*INPUT MATERIAL*.
====

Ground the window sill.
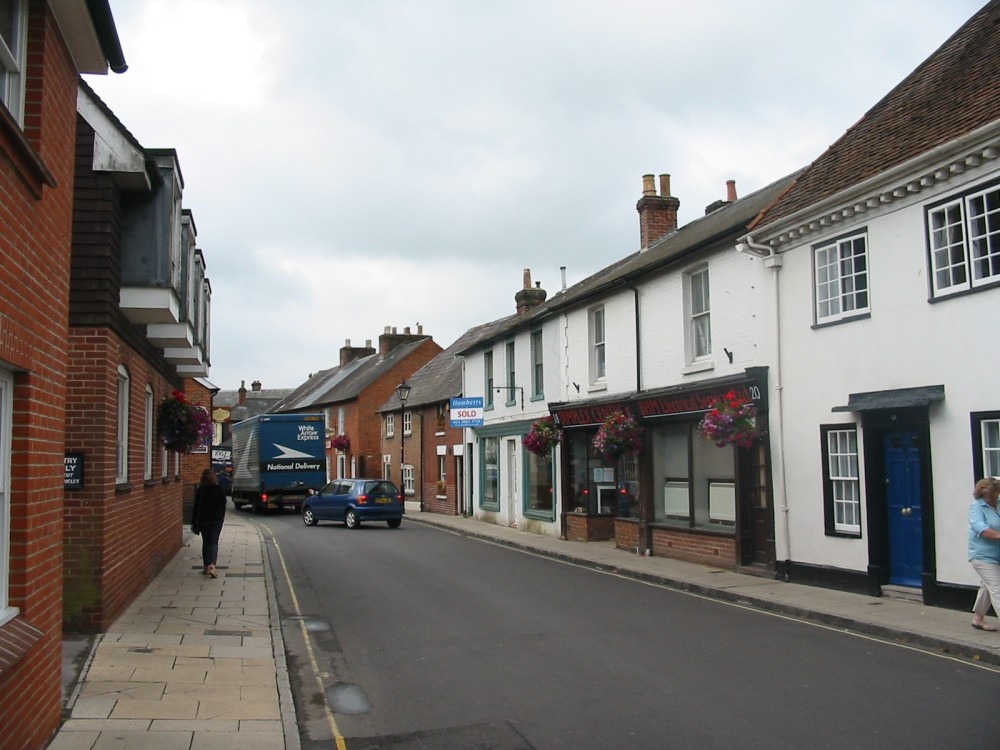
[681,359,715,375]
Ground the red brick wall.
[566,513,615,542]
[615,518,639,552]
[653,528,737,568]
[63,327,184,632]
[0,0,85,750]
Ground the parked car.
[302,479,405,529]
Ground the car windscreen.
[365,482,399,495]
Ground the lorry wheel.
[344,510,361,529]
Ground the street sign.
[451,396,483,427]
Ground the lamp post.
[396,378,410,510]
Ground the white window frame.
[927,184,1000,297]
[686,266,712,362]
[825,427,861,534]
[503,341,517,406]
[813,231,871,323]
[0,370,19,625]
[531,329,545,398]
[979,419,1000,479]
[0,0,28,127]
[142,385,156,482]
[115,365,131,484]
[587,305,608,385]
[483,349,493,409]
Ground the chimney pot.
[635,174,681,250]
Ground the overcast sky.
[87,0,985,390]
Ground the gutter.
[86,0,128,73]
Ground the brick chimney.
[635,174,681,251]
[378,325,428,356]
[514,268,548,315]
[340,339,375,367]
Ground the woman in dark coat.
[191,469,226,578]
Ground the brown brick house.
[271,327,441,488]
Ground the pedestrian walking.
[191,469,226,578]
[969,477,1000,631]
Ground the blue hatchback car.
[302,479,404,529]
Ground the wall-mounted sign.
[450,396,483,427]
[63,453,83,490]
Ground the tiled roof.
[273,336,431,412]
[457,173,799,354]
[753,0,1000,228]
[379,318,507,412]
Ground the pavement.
[49,509,1000,750]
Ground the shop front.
[551,368,774,570]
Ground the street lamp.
[396,378,410,510]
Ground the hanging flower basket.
[594,411,642,461]
[156,391,212,453]
[521,417,562,458]
[698,391,764,448]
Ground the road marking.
[271,534,347,750]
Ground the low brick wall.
[653,527,736,568]
[566,513,615,542]
[615,518,639,552]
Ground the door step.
[882,585,924,604]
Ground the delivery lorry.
[230,414,326,513]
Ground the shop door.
[884,432,924,586]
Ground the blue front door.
[885,432,924,586]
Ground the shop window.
[524,451,555,520]
[142,385,156,482]
[0,0,28,124]
[483,350,493,409]
[651,422,737,530]
[479,437,500,510]
[0,370,12,625]
[115,366,130,484]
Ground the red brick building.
[271,328,441,482]
[0,0,125,750]
[63,82,214,632]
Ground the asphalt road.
[254,514,1000,750]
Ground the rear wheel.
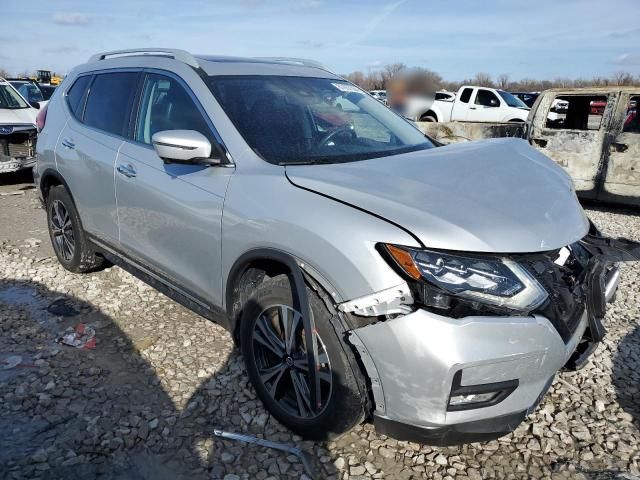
[47,185,104,273]
[241,275,366,440]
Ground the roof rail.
[89,48,200,68]
[256,57,333,73]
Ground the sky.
[0,0,640,80]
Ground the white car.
[8,80,49,108]
[0,78,38,173]
[405,85,529,123]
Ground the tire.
[46,185,104,273]
[420,113,438,122]
[240,275,368,440]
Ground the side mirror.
[151,130,222,165]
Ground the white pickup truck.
[405,85,529,123]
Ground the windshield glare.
[0,85,29,110]
[498,90,529,110]
[208,75,433,165]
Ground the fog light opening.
[447,370,519,412]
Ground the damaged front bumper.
[343,235,640,445]
[0,125,37,173]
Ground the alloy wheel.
[252,305,332,419]
[49,200,76,262]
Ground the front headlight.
[384,245,548,312]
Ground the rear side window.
[460,88,473,103]
[476,89,500,107]
[84,72,138,136]
[67,75,91,120]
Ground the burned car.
[0,78,37,173]
[35,49,640,444]
[526,87,640,205]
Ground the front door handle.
[609,142,629,153]
[62,138,76,150]
[116,163,138,178]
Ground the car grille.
[523,243,591,343]
[0,128,36,159]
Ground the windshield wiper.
[278,157,340,166]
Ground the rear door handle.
[62,138,76,150]
[610,142,629,153]
[116,163,138,178]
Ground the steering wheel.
[316,123,356,148]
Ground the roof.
[88,48,339,78]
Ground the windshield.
[208,75,433,165]
[498,90,529,110]
[0,84,29,110]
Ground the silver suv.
[36,50,638,444]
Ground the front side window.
[498,90,531,108]
[0,84,29,110]
[135,74,212,145]
[475,88,500,107]
[460,88,473,103]
[84,72,138,136]
[18,83,44,102]
[208,75,433,165]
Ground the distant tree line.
[344,63,640,93]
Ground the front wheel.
[241,275,367,440]
[46,185,104,273]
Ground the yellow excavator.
[30,70,62,87]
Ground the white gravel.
[0,186,640,480]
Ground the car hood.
[0,108,38,125]
[286,139,589,253]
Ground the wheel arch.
[225,248,311,340]
[38,168,77,204]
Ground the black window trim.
[126,68,235,166]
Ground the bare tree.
[612,72,634,85]
[496,73,510,90]
[471,72,494,87]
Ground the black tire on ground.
[240,275,368,440]
[420,113,438,122]
[46,185,105,273]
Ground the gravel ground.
[0,173,640,480]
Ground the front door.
[116,73,234,305]
[56,72,138,243]
[528,93,617,198]
[601,92,640,205]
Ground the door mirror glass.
[151,130,220,165]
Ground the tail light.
[36,103,49,132]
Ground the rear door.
[115,72,234,306]
[528,92,617,198]
[467,88,502,122]
[56,71,139,243]
[601,93,640,205]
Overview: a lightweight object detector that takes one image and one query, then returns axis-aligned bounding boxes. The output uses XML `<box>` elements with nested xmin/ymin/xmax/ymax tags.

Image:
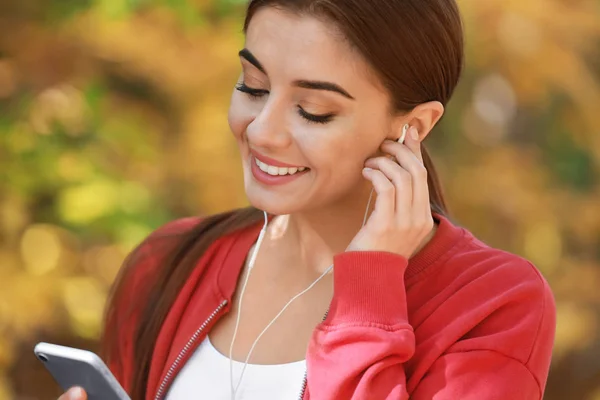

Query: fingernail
<box><xmin>409</xmin><ymin>126</ymin><xmax>419</xmax><ymax>140</ymax></box>
<box><xmin>67</xmin><ymin>387</ymin><xmax>83</xmax><ymax>400</ymax></box>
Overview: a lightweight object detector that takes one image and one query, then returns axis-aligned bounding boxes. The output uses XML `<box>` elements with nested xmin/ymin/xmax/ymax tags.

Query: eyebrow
<box><xmin>238</xmin><ymin>48</ymin><xmax>355</xmax><ymax>100</ymax></box>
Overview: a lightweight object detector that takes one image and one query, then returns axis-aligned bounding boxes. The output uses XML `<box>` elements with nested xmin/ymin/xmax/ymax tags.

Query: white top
<box><xmin>166</xmin><ymin>335</ymin><xmax>306</xmax><ymax>400</ymax></box>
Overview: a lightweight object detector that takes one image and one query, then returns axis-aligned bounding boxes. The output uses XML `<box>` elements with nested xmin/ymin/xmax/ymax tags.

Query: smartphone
<box><xmin>33</xmin><ymin>342</ymin><xmax>131</xmax><ymax>400</ymax></box>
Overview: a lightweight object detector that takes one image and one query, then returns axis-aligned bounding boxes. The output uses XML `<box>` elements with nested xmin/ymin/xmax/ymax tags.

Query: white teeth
<box><xmin>254</xmin><ymin>157</ymin><xmax>306</xmax><ymax>176</ymax></box>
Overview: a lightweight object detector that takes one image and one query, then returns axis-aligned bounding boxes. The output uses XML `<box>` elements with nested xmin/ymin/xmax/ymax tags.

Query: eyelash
<box><xmin>235</xmin><ymin>83</ymin><xmax>334</xmax><ymax>124</ymax></box>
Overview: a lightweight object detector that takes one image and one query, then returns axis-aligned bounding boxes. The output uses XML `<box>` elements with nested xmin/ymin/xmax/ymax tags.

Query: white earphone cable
<box><xmin>229</xmin><ymin>125</ymin><xmax>408</xmax><ymax>400</ymax></box>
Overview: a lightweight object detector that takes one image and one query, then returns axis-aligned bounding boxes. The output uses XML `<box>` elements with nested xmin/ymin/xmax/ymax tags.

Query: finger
<box><xmin>381</xmin><ymin>141</ymin><xmax>429</xmax><ymax>210</ymax></box>
<box><xmin>363</xmin><ymin>168</ymin><xmax>396</xmax><ymax>222</ymax></box>
<box><xmin>58</xmin><ymin>387</ymin><xmax>87</xmax><ymax>400</ymax></box>
<box><xmin>365</xmin><ymin>157</ymin><xmax>413</xmax><ymax>217</ymax></box>
<box><xmin>404</xmin><ymin>126</ymin><xmax>423</xmax><ymax>163</ymax></box>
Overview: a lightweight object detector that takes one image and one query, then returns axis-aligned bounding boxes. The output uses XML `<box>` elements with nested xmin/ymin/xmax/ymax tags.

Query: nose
<box><xmin>246</xmin><ymin>94</ymin><xmax>292</xmax><ymax>149</ymax></box>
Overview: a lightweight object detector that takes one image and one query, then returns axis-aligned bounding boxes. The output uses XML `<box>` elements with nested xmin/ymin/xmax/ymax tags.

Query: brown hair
<box><xmin>102</xmin><ymin>0</ymin><xmax>463</xmax><ymax>400</ymax></box>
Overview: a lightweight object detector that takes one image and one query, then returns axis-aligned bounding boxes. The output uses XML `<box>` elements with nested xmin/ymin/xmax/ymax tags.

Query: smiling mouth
<box><xmin>252</xmin><ymin>157</ymin><xmax>309</xmax><ymax>176</ymax></box>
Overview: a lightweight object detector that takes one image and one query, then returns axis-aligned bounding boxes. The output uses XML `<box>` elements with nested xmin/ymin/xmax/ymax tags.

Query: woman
<box><xmin>58</xmin><ymin>0</ymin><xmax>555</xmax><ymax>400</ymax></box>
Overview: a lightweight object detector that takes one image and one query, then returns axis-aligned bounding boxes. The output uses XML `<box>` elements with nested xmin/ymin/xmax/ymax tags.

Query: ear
<box><xmin>408</xmin><ymin>101</ymin><xmax>444</xmax><ymax>141</ymax></box>
<box><xmin>393</xmin><ymin>101</ymin><xmax>444</xmax><ymax>141</ymax></box>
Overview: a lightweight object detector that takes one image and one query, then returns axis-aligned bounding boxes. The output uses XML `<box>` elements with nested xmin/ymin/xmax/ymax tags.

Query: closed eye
<box><xmin>235</xmin><ymin>82</ymin><xmax>269</xmax><ymax>98</ymax></box>
<box><xmin>235</xmin><ymin>82</ymin><xmax>335</xmax><ymax>124</ymax></box>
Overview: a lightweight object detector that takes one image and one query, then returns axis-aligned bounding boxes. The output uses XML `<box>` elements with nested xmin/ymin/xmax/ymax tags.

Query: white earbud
<box><xmin>398</xmin><ymin>124</ymin><xmax>409</xmax><ymax>144</ymax></box>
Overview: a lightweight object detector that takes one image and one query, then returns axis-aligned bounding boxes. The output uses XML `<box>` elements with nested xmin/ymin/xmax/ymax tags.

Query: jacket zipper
<box><xmin>154</xmin><ymin>300</ymin><xmax>227</xmax><ymax>400</ymax></box>
<box><xmin>298</xmin><ymin>308</ymin><xmax>329</xmax><ymax>400</ymax></box>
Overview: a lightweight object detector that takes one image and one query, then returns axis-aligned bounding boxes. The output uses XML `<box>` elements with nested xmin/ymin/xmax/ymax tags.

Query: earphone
<box><xmin>397</xmin><ymin>124</ymin><xmax>409</xmax><ymax>144</ymax></box>
<box><xmin>229</xmin><ymin>124</ymin><xmax>409</xmax><ymax>400</ymax></box>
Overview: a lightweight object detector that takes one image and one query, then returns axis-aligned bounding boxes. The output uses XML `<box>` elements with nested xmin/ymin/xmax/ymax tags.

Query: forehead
<box><xmin>246</xmin><ymin>7</ymin><xmax>374</xmax><ymax>88</ymax></box>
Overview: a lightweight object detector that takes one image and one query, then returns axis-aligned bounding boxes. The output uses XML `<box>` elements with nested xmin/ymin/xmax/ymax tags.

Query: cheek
<box><xmin>227</xmin><ymin>91</ymin><xmax>255</xmax><ymax>140</ymax></box>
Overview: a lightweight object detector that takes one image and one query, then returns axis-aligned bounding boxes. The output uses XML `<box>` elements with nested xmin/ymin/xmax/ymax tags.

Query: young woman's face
<box><xmin>229</xmin><ymin>8</ymin><xmax>392</xmax><ymax>215</ymax></box>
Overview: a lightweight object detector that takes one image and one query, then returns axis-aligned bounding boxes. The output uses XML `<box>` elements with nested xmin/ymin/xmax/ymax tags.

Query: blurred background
<box><xmin>0</xmin><ymin>0</ymin><xmax>600</xmax><ymax>400</ymax></box>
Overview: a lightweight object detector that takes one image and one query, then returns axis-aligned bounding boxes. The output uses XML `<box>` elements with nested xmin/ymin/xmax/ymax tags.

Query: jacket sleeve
<box><xmin>307</xmin><ymin>252</ymin><xmax>555</xmax><ymax>400</ymax></box>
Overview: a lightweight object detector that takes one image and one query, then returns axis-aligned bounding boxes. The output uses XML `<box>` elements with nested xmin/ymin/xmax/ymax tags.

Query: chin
<box><xmin>241</xmin><ymin>182</ymin><xmax>303</xmax><ymax>215</ymax></box>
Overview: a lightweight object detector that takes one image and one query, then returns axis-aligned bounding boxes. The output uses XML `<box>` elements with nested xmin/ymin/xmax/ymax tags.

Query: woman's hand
<box><xmin>58</xmin><ymin>387</ymin><xmax>87</xmax><ymax>400</ymax></box>
<box><xmin>346</xmin><ymin>127</ymin><xmax>433</xmax><ymax>259</ymax></box>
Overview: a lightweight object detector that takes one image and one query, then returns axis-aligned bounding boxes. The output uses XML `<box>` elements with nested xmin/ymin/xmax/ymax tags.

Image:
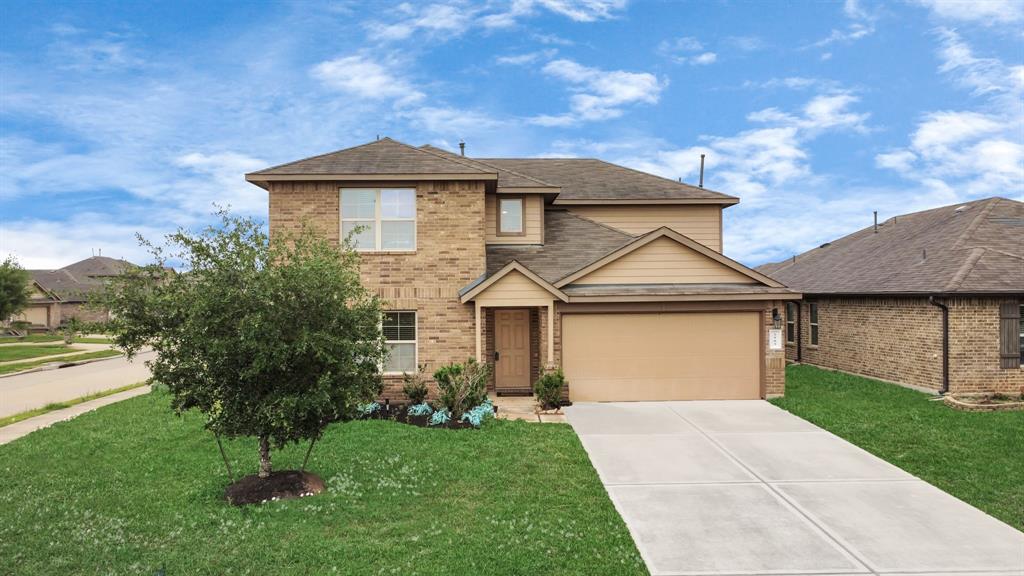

====

Give back every line from the one containing "Ground the shop front." down to the one containing "[526,87,640,205]", both included, without any changes. Leave the pictures out.

Ground the shop front.
[551,368,774,570]
Ground the street lamp.
[396,378,410,510]
Ground the hanging flower basket.
[594,411,642,461]
[156,391,212,453]
[521,417,562,458]
[698,391,764,448]
Ground the road marking.
[271,534,347,750]
Ground the low brick wall.
[653,527,736,568]
[566,513,615,542]
[615,518,639,552]
Ground the door step.
[882,585,924,604]
Ground the delivery lorry.
[230,414,326,513]
Ground the shop door.
[884,432,924,586]
Ground the blue front door.
[885,432,924,586]
Ground the shop window.
[524,451,555,520]
[142,385,156,482]
[0,0,28,124]
[483,350,493,409]
[651,422,737,530]
[479,437,500,510]
[0,370,12,625]
[115,366,130,484]
Ground the red brick building.
[271,328,441,482]
[0,0,125,750]
[63,82,214,632]
Ground the asphalt road.
[254,514,1000,750]
Ground the rear wheel.
[47,185,104,273]
[241,275,366,440]
Ground the roof rail.
[89,48,200,68]
[256,57,333,73]
Ground the sky.
[0,0,640,80]
Ground the white car.
[8,80,49,108]
[0,78,38,173]
[405,85,529,123]
Ground the tire.
[46,185,104,273]
[420,113,438,122]
[240,275,368,440]
Ground the side mirror.
[151,130,222,165]
Ground the white pickup truck.
[405,85,529,123]
Ground the windshield glare.
[0,85,29,110]
[498,90,529,110]
[208,75,433,165]
Ground the fog light opening.
[447,370,519,412]
Ground the damaged front bumper.
[343,235,640,445]
[0,125,37,173]
Ground the alloy wheel.
[252,305,332,419]
[49,200,76,262]
Ground the front headlight.
[384,245,548,312]
Ground the rear side window.
[460,88,473,103]
[476,89,500,107]
[84,72,138,136]
[67,75,91,120]
Ground the burned car.
[0,78,37,173]
[35,49,640,444]
[526,87,640,205]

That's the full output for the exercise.